>> Begin Material to process

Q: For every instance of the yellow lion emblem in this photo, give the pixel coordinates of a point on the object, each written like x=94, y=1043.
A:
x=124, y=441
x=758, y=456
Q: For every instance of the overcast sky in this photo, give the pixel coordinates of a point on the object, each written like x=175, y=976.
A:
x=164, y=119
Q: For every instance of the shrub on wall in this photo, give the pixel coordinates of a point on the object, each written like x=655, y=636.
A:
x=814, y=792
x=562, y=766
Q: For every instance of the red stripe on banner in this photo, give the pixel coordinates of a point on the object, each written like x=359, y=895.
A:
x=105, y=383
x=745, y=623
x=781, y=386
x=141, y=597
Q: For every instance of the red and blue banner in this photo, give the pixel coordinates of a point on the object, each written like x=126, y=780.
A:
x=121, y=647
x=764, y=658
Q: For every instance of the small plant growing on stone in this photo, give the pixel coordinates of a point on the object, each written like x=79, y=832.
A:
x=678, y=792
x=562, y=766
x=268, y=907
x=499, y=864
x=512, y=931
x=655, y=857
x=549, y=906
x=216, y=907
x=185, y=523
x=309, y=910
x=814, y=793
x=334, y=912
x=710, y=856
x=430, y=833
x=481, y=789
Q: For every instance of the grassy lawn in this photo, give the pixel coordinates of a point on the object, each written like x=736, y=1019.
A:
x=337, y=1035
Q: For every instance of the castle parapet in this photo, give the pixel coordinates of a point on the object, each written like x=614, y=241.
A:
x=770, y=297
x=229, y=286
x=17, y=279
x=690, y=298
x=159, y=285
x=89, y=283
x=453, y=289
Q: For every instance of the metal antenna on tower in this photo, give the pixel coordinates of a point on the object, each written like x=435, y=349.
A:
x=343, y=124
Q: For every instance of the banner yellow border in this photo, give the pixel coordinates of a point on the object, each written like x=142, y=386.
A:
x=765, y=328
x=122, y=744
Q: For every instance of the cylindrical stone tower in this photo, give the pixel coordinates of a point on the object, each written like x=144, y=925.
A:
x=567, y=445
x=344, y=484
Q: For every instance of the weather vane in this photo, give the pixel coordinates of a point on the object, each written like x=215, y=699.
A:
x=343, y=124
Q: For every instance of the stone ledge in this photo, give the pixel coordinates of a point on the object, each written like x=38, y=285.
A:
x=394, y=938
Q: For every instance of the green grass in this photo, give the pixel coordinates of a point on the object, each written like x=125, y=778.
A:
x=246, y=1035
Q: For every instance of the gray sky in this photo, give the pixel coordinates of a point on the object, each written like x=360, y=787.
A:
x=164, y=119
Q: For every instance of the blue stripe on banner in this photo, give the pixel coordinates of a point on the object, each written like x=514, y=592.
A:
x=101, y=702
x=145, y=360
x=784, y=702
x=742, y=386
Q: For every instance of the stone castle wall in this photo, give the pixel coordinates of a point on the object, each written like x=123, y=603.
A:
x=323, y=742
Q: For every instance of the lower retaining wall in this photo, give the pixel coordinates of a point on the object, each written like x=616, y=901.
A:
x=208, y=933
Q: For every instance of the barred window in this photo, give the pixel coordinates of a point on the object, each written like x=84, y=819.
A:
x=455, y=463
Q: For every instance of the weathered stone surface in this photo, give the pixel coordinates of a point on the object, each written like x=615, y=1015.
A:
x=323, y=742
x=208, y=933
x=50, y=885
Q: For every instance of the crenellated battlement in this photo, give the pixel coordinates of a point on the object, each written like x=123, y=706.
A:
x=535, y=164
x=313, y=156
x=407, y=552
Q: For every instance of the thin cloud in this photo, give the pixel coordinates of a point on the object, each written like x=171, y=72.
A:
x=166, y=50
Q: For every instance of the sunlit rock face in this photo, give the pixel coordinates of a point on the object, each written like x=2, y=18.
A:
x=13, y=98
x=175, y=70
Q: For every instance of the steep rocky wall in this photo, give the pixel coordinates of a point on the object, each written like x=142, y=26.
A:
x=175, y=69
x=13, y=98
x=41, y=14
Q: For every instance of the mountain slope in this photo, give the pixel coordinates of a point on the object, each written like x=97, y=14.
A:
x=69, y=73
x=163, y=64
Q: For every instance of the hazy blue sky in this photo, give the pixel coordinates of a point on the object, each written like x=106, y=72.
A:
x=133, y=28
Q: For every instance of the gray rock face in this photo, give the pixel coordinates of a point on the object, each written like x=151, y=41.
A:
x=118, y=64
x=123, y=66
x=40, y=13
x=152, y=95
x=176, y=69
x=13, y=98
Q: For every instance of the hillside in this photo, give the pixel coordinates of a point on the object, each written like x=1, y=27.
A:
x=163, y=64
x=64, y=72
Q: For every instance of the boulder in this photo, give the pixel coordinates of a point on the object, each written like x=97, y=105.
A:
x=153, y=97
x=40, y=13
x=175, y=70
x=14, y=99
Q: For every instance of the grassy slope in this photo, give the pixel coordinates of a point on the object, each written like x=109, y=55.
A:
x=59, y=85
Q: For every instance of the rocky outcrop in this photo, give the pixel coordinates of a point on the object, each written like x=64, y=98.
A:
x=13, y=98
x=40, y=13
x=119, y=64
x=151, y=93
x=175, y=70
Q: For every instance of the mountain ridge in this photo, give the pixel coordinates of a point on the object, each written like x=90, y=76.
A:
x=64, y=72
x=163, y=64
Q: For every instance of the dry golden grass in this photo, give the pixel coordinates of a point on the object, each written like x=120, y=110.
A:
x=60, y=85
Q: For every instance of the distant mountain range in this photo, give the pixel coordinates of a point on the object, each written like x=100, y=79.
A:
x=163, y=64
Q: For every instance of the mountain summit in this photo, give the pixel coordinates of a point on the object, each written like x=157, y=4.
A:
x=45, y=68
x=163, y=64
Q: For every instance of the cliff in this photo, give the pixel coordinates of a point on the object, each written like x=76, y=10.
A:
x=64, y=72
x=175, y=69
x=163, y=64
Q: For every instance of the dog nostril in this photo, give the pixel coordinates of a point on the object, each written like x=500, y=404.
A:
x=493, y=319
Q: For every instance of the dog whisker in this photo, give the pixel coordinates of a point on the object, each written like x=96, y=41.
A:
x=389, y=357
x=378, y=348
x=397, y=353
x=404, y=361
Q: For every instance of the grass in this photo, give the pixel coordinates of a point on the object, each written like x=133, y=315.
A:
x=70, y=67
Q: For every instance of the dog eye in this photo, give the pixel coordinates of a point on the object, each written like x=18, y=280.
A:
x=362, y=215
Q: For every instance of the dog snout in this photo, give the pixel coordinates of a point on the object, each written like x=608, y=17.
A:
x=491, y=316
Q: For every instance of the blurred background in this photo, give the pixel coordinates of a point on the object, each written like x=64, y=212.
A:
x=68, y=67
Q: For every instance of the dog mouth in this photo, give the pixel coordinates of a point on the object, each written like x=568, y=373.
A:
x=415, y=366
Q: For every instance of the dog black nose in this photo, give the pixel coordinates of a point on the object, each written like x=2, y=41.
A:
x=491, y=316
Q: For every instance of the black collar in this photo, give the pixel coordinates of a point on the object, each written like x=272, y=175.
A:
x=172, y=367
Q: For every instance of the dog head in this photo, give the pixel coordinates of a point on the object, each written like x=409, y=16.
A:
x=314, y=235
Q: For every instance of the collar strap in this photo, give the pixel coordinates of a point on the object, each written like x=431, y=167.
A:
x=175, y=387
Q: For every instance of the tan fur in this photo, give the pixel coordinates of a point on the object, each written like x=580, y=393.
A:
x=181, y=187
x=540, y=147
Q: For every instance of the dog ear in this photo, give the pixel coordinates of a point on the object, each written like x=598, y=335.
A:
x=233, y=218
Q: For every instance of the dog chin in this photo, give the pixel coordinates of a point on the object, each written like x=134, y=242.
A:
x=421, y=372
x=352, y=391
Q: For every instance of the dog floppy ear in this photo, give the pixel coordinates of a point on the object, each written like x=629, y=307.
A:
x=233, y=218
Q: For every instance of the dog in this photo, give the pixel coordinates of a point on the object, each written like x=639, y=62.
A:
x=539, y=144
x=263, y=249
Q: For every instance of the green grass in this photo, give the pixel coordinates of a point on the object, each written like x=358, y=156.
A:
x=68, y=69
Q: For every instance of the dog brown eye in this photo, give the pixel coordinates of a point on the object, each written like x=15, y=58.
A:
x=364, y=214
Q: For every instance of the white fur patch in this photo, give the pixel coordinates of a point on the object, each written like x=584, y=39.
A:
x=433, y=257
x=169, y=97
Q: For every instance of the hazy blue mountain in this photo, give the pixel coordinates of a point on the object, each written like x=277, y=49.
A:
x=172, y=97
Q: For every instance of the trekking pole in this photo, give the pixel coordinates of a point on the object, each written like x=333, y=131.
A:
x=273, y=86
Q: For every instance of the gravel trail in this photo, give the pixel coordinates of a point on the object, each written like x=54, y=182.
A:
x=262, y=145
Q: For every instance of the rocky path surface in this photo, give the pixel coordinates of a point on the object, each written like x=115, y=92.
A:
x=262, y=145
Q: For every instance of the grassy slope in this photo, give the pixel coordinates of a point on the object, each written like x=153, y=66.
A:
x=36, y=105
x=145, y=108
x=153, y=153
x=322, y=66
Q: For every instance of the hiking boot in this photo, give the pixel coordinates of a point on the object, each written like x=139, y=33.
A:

>> End Material to process

Print the part of the data that opens with its first line and closes with the line containing "x=141, y=597", with both of those lines included, repeating every line exactly.

Q: For every instance of the yellow lion emblem in this photo, give the pixel coordinates of a point on the object, each written like x=94, y=1043.
A:
x=124, y=441
x=758, y=456
Q: For every instance of the overcast sky in this photo, give the pixel coordinates of a point on the object, each written like x=175, y=976.
A:
x=164, y=119
Q: For every instance of the shrub on wall in this photo, give the pixel coordinates of a point on the object, each written like x=655, y=636.
A:
x=814, y=792
x=562, y=766
Q: For every instance of the red stripe on banner in this photo, give the pixel coordinates of a point on the object, each written like x=359, y=895.
A:
x=105, y=383
x=745, y=623
x=781, y=386
x=141, y=597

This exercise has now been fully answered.